**To be done**
Can you quote word for word the part of the entries below that opens with the line containing "Return one point per instance of the orange" and runs through the end of the entries, both ends included?

**Records to process**
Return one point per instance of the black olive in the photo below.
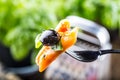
(49, 37)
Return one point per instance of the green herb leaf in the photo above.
(57, 47)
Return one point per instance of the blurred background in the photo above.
(22, 20)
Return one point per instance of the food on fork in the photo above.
(55, 42)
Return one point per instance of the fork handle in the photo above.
(111, 51)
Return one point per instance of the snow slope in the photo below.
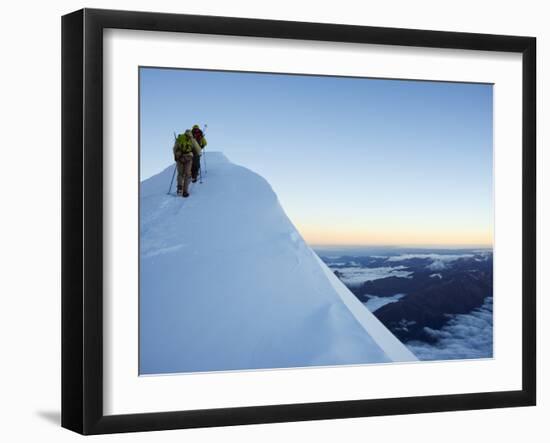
(228, 283)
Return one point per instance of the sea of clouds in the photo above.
(465, 336)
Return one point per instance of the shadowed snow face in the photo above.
(465, 336)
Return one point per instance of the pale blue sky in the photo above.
(353, 160)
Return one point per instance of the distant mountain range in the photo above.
(433, 290)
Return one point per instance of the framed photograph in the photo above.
(269, 221)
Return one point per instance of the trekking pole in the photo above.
(204, 156)
(174, 173)
(172, 181)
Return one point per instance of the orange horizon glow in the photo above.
(320, 236)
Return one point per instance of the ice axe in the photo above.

**Task response**
Return one point per instance of the orange horizon glow in the photo above.
(320, 236)
Return one point per instance of the ice axe in the photo above.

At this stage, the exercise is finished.